**ЗАДАНИЯ К ВЫПОЛНЕНИЮ:**
a – Выпишите из отрывка о Бонапарте все предложения, начинающиеся со слова «Но».
b – С кем в отрывке о Бонапарте сравнивается его желание быть самым обязательным человеком во Франции?

**ФРАГМЕНТ ИСТОЧНИКА:**
..........

Славой Жижек - Год невозможного. Искусство мечтать опасно
Здесь показан радикальный вывод, к которому приводит логика Партии Порядка. Точно так же, как единственным общим знаменателем всех роялистских фракций является республиканство, так единственным общим знаменателем всех классов является экскрементальный излишек, мусор, отбросы всех классов. То есть до тех пор, пока лидер воспринимает себя стоящим над классовыми интересами, его непосредственной классовой базой может быть лишь экскрементальный остаток всех классов, отвергаемый не-класс всех классов. И, как продолжает Маркс в другом пассаже, именно поддержка со стороны «общественных отбросов» позволила Бонапарту менять свою позицию так, как ему было нужно, выступая поочередно от лица каждого класса против всех остальных [17]: «Народ должен иметь работу. Предпринимаются общественные работы. Но общественные работы увеличивают налоговое бремя народа. Стало быть, надо понизить налоги, наложив руку на доходы рантье путем конверсии 5-процентной ренты в 4-процентную. Но буржуазии надо снова подсластить пилюлю; поэтому налог на вино удваивается для народа, покупающего вино en detail [18], и уменьшается вдвое для пьющего en gros [19] среднего класса. Существующие рабочие ассоциации распускаются, но зато правительство обещает чудеса с ассоциациями в будущем. Нужно помочь крестьянам. Учреждаются ипотечные банки, усиливающие задолженность крестьян и концентрацию собственности. Но этими банками нужно воспользоваться для того, чтобы выжать деньги из конфискованных имений дома Орлеанов. Ни один капиталист не соглашается, однако, на последнее условие, которого нет в декрете, — и ипотечный банк остается лишь декретом, и т. д. и т. д.
Бонапарту хотелось бы играть роль патриархального благодетеля всех классов. Но он не может дать ни одному классу, не отнимая у другого. Подобно герцогу Гизу, слывшему во время Фронды самым обязательным человеком во Франции, потому что он превратил все свои имения в долговые обязательства своих сторонников на себя, и Бонапарт хотел бы быть самым обязательным человеком во Франции и превратить всю собственность, весь труд Франции в долговое обязательство на себя лично. Ему хотелось бы украсть всю Францию, чтобы подарить ее Франции» {26}.

..........

**СТРОКИ ДАННЫХ:**
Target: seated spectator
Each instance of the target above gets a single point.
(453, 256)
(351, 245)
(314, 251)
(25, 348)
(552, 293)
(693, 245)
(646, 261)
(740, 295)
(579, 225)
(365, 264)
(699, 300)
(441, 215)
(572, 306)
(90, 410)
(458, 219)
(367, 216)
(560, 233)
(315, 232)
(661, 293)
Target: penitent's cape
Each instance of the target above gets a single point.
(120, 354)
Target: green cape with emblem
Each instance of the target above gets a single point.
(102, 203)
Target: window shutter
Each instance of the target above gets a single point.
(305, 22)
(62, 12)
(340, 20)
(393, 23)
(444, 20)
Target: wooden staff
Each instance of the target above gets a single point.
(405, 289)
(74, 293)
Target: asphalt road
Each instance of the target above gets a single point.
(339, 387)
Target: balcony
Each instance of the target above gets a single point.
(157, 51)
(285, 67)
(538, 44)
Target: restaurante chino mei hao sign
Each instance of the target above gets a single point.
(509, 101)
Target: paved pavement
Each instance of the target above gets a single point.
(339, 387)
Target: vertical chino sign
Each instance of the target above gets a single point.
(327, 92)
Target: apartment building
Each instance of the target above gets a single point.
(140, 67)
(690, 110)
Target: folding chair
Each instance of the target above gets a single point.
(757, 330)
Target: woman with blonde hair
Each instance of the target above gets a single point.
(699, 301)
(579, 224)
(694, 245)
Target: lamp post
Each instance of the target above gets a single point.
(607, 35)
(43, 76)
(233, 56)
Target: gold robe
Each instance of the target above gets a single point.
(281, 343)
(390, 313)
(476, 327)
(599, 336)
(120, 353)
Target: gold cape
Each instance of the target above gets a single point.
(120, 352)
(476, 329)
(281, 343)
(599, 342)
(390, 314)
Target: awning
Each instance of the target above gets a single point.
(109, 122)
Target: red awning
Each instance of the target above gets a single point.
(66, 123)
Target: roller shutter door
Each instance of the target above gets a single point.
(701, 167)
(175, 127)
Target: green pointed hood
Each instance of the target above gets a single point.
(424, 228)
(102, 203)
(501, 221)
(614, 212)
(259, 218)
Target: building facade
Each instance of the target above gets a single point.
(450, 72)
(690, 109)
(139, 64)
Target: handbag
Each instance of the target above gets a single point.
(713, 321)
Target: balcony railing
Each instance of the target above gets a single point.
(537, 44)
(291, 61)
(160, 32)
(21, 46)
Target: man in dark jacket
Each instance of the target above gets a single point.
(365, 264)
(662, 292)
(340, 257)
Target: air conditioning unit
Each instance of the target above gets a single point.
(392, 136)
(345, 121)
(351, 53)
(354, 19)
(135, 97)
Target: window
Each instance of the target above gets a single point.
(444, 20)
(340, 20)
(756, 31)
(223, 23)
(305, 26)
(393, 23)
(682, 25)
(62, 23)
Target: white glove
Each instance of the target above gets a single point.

..........

**ПОЛНЫЕ ОТВЕТЫ:**
a –
1. Но общественные работы увеличивают налоговое бремя народа.
2. Но буржуазии надо снова подсластить пилюлю; поэтому налог на вино удваивается для народа, покупающего вино en detail [18], и уменьшается вдвое для пьющего en gros [19] среднего класса.
3. Но этими банками нужно воспользоваться для того, чтобы выжать деньги из конфискованных имений дома Орлеанов.
4. Но он не может дать ни одному классу, не отнимая у другого.

b – С герцогом Гизом, который во время Фронды слыл самым обязательным человеком во Франции.